### TASK INSTRUCTIONS
Convert the data from the line containing "Where can you find the river" through the line containing "Where can you find the bird's", both included, into a Markdown table with the columns Row and Line. Number each line in Row and omit any blank lines.

### STORED DATA

========

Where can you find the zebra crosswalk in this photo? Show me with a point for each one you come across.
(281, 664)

========

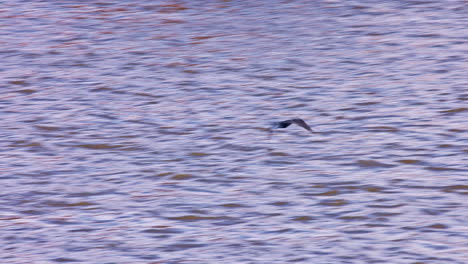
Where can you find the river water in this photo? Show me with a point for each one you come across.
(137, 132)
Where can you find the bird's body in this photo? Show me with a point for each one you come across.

========

### SOLVED EXERCISE
| Row | Line |
|---|---|
| 1 | Where can you find the river water in this photo? Show me with a point for each one you come across. |
| 2 | (137, 132) |
| 3 | Where can you find the bird's body in this photo? Show me with a point for each one you come across. |